• [Goal 1] Identify every line in the entries below that contains the word "metal", and copy each of those lines.

• [Passage provided]
And typically this is how kubernetes APIs work: create desired state via the API, desired state is stored, controller works asyncronously to make the cluster state match the desired state.
For example: the deployment api allows you to create a deployment object that defines pods. The deployment controller (running in controller-manager) creates replicasets in response to the deployment object and updates the status.
This is especially apparent if you stop controller manager entirely and try to create an object like a deployment:
Without controller-manager running, the deployment object (which can still be created!) has no status, and no pods are created.
But there are actually a small set of apis that aren't directly managed by a controller in this way. SubjectAccessReview
is one of them:
SubjectAccessReview
responds with a status even without controller-manager.
There's another api that you're probably familiar with that is also available without controller-manager:
Pods work without controller-manager as well! In this case, the kubelet is the controller for the pods.
Most of this so far is probably not too surprising - but it's good background material for some of the other topics.
2. Group, Version, and Resource identify APIs.
Group, Version, and Kind identify objects.
Most APIs in kubernetes deal with objects.
Objects are associated a group, version, kind, and resource:
- The kind is the familiar name you see at the top of a kube manifest.
kind: Deployment
,kind: Role
, etc. - Each object is accessible via an API endpoint. Every kind is associated with some resource, which is the name used to access the object via the API. For most objects, the resource is just a variant of the kind name (i.e.

• [Input]
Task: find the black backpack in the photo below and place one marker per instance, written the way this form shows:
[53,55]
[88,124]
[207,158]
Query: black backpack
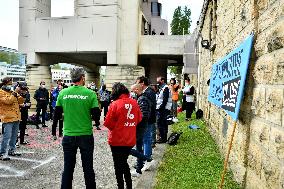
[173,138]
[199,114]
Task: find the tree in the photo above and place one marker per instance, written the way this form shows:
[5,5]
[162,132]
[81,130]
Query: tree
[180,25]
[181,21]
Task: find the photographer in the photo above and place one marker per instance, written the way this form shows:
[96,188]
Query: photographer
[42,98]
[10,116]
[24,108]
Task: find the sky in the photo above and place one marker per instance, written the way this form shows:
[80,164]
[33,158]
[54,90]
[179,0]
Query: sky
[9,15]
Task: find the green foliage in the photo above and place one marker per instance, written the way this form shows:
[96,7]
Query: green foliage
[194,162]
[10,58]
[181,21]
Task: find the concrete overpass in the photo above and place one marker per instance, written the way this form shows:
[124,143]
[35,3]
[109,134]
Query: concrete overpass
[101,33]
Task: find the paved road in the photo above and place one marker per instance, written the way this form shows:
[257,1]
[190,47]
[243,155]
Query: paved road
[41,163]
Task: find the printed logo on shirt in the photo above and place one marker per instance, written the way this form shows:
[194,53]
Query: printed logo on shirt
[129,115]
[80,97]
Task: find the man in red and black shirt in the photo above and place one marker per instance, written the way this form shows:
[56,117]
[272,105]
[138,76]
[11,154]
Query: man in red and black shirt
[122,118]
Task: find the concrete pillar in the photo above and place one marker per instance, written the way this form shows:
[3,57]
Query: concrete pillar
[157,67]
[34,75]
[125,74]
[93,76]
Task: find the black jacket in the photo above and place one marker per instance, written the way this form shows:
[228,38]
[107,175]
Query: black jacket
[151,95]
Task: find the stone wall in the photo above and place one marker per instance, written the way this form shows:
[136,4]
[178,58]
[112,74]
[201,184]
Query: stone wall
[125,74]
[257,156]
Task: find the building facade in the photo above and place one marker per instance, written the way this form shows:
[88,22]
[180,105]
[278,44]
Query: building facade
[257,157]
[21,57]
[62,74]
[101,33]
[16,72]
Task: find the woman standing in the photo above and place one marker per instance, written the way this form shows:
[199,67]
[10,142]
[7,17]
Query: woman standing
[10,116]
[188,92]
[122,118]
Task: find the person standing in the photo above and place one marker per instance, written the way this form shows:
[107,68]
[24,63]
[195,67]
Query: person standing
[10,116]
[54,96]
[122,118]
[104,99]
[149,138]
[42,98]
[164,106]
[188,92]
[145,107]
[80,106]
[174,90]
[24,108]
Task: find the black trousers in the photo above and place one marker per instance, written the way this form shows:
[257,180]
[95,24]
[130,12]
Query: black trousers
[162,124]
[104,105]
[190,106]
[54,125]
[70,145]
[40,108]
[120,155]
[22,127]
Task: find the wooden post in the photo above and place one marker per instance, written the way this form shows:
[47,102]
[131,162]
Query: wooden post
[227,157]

---

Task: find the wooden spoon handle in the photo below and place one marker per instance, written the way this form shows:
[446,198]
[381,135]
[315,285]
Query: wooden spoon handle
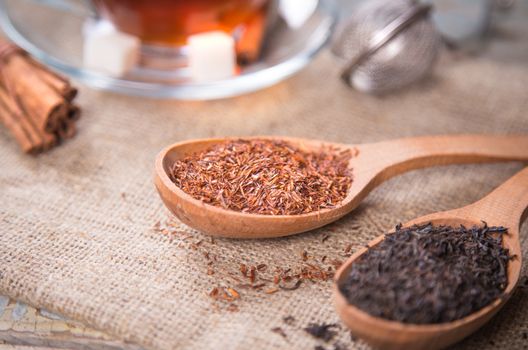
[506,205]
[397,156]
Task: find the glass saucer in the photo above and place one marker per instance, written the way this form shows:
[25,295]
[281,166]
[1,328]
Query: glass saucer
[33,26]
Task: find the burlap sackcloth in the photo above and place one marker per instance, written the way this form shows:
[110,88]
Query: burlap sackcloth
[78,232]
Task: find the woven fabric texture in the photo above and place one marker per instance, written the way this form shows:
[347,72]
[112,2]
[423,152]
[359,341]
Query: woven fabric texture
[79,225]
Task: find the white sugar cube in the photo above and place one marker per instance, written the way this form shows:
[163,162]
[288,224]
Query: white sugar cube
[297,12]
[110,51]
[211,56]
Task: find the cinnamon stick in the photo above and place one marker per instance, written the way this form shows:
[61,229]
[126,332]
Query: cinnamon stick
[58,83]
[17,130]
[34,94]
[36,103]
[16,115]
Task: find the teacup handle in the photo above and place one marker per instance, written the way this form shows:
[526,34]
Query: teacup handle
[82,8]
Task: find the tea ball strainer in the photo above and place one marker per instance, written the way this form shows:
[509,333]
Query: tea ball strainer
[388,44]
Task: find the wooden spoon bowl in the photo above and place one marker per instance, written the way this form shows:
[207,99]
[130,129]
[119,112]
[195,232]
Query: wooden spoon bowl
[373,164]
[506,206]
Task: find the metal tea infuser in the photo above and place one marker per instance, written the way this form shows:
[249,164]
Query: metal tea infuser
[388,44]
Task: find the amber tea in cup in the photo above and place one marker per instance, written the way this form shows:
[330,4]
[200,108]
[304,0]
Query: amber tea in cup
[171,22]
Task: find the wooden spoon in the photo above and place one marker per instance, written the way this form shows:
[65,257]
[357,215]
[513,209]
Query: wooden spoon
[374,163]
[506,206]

...

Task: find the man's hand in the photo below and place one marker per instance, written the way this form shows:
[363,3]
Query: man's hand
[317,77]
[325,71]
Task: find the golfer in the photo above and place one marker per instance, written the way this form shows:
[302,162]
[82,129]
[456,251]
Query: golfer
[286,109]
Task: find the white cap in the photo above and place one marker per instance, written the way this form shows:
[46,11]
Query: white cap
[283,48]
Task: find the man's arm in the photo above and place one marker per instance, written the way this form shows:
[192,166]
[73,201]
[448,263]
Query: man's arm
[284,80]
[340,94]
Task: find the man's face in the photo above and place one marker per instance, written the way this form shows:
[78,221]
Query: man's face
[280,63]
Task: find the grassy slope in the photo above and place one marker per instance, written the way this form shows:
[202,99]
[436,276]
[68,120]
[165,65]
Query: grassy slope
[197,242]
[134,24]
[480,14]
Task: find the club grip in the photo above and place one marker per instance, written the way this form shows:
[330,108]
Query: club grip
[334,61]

• [Goal 2] From the passage on Kubernetes APIs above, set down the stretch from "But there are" through "for the pods." word for word.

• [Task result 1]
Task: find the metal tea infuser in the photo above and place one marker per instance, written the way this form shows:
Query: metal tea infuser

• [Task result 2]
But there are actually a small set of apis that aren't directly managed by a controller in this way. SubjectAccessReview
is one of them:
SubjectAccessReview
responds with a status even without controller-manager.
There's another api that you're probably familiar with that is also available without controller-manager:
Pods work without controller-manager as well! In this case, the kubelet is the controller for the pods.